するとおばあちゃんは、意外なことに、笑いながらこういいました。
「あはは、残念だけど、それは古い情報だね。私が飲んでいるのは、ちゃんと体に吸収される、天然○○○コラーゲンだからね。もう科学的に証明されているんだ。」
「え!?」

「まず、ハーバード大学のトレンタム博士が証明して、サイエンスという偉い雑誌にも、のったんだよ。そして、飲んだら痛みが楽になったという論文まであるんだ。エピトープというものがその天然○○○コラーゲンにくっついているから、ちゃんと大きな分子でも体に吸収されるんだ。」

「それって誰が言ってたの?病院の先生が?」
「ううっ。それは・・・その、まあ、その会社の宣伝によると、ね。
でも友達のAさんが勧めてくれた商品だし、ちゃんと研究成果を紹介した本もあるんだ。××社から出版されてるよ。」

-- -- --

やること:
1. 本文で「まず、ハーバード大学の」と始まる段落を、主な内容を残して箇条書きにまとめてください。
2. 本文のおばあちゃんは、天然○○○コラーゲンが大きな分子でも体に吸収される理由を何だと言っていますか。

資料一覧:
-- -- --

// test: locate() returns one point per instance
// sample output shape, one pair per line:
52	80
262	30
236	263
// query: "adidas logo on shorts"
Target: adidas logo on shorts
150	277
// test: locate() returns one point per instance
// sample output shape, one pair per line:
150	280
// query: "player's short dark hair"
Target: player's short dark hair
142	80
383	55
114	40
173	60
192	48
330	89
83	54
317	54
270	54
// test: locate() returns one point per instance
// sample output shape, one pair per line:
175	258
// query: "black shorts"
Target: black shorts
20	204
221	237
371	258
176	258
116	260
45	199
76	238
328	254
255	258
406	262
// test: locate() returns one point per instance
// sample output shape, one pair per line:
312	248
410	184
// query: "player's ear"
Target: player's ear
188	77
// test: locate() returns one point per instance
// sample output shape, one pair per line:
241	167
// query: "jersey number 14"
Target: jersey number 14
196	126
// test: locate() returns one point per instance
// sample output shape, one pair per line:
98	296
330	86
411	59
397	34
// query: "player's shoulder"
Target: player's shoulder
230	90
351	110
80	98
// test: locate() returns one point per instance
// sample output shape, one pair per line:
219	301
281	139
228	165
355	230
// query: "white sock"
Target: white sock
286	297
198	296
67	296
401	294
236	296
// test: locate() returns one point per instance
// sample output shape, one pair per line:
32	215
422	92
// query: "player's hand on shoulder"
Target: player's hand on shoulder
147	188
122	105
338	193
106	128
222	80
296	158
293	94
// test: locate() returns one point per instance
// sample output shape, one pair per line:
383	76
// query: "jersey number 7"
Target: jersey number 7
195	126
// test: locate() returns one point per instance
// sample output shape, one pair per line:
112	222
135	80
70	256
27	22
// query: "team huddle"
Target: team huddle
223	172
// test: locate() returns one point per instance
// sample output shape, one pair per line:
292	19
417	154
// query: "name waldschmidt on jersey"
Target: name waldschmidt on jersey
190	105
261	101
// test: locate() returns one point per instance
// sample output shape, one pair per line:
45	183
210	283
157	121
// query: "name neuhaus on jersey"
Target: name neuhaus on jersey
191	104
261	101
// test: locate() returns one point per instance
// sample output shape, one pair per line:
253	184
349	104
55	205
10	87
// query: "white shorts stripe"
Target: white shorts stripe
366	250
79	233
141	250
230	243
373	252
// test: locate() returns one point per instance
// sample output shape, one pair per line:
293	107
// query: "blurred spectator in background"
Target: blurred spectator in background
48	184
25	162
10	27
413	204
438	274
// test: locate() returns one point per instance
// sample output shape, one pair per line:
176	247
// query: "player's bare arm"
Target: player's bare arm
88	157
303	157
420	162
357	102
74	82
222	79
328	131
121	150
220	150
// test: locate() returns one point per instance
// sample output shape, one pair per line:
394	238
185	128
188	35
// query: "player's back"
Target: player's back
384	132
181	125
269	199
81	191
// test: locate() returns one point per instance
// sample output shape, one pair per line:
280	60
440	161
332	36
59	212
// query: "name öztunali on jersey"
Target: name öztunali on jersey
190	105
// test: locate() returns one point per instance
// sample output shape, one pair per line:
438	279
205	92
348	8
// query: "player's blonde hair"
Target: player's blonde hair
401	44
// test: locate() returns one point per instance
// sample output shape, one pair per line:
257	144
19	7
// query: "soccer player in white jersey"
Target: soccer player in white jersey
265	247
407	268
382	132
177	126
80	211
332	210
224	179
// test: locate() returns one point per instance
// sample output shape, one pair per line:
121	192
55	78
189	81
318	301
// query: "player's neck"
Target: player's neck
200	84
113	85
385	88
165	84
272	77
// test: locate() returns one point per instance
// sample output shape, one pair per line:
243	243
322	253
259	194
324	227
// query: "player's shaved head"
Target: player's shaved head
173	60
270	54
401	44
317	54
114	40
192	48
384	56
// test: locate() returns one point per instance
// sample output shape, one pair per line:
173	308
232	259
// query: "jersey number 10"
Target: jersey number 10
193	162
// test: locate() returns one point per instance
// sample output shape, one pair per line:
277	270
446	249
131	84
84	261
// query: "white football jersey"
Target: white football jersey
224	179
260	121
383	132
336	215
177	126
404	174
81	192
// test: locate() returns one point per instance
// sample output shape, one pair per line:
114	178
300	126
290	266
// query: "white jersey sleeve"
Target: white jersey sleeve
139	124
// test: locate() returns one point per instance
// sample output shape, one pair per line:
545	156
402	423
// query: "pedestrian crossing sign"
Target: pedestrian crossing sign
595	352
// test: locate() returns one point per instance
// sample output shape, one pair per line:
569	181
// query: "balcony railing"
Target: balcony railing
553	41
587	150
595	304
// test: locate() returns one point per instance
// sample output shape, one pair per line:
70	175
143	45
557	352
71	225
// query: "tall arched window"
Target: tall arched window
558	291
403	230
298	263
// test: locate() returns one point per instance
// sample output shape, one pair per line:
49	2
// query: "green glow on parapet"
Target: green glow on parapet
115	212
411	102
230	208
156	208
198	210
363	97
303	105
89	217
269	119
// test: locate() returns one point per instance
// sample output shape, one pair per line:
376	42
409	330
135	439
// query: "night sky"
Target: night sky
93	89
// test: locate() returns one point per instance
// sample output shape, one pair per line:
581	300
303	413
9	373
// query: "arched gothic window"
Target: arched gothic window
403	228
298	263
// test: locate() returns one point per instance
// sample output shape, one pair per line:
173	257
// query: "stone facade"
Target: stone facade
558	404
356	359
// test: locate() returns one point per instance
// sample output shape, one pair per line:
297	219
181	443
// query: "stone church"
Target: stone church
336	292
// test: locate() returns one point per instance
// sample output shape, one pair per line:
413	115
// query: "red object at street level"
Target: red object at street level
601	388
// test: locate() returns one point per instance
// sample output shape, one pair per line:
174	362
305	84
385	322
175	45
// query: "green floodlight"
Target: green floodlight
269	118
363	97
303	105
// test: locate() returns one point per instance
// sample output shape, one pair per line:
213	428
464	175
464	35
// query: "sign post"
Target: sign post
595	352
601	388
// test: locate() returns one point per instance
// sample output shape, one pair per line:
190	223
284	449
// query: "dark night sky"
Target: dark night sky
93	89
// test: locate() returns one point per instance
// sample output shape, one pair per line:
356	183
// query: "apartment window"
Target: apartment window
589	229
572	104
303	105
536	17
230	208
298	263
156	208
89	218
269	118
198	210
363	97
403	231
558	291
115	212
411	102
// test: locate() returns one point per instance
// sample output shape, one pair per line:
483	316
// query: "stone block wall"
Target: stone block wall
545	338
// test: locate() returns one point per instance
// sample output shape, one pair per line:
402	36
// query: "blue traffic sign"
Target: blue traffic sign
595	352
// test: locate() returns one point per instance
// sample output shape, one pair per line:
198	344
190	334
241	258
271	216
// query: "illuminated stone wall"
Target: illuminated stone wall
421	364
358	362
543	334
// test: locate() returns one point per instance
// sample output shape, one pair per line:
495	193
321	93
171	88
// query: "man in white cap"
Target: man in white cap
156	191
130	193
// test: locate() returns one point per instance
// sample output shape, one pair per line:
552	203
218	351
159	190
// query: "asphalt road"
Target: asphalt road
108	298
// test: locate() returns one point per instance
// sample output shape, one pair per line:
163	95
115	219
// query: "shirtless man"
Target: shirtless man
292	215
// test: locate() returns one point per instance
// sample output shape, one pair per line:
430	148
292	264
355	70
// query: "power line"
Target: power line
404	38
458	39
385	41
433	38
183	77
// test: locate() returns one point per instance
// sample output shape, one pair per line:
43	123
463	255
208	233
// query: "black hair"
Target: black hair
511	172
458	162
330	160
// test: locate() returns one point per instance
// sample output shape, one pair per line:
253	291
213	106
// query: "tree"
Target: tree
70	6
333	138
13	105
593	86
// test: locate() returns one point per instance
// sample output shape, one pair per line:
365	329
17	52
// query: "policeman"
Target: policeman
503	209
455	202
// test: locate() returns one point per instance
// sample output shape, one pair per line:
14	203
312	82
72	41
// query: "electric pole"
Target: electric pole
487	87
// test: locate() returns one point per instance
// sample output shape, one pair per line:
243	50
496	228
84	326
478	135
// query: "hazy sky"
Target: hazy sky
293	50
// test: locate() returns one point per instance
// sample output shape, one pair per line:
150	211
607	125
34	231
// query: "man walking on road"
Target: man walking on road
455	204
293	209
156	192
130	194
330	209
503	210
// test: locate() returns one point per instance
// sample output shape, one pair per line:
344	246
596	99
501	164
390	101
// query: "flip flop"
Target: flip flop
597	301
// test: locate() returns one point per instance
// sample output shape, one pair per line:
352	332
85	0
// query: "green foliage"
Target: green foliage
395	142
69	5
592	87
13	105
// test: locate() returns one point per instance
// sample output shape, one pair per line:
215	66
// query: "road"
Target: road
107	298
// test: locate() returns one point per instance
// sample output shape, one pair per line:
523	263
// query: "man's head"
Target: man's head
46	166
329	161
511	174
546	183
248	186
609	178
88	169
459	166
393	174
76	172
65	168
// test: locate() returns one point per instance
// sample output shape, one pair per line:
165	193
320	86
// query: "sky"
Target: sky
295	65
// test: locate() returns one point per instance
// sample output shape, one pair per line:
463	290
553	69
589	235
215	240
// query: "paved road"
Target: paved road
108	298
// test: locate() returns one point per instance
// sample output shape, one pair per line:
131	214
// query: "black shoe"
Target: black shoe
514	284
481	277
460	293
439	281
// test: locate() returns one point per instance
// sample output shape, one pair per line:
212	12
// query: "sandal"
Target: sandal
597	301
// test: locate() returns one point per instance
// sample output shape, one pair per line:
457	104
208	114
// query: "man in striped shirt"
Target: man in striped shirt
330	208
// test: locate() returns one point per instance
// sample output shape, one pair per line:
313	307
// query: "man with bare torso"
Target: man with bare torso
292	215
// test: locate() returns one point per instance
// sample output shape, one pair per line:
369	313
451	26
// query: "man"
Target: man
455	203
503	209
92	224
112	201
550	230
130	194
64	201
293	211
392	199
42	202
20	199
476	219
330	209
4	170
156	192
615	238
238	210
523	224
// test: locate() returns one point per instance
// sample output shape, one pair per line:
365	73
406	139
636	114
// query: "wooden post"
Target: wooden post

-- -- --

解答:
1.
・ハーバード大学のトレンタム博士が証明し、サイエンス誌にも載った。
・飲んだら痛みが楽になったという論文がある。
・エピトープが天然○○○コラーゲンにくっついているので、大きな分子でも体に吸収される。

2. エピトープというものが天然○○○コラーゲンにくっついているからだと言っています。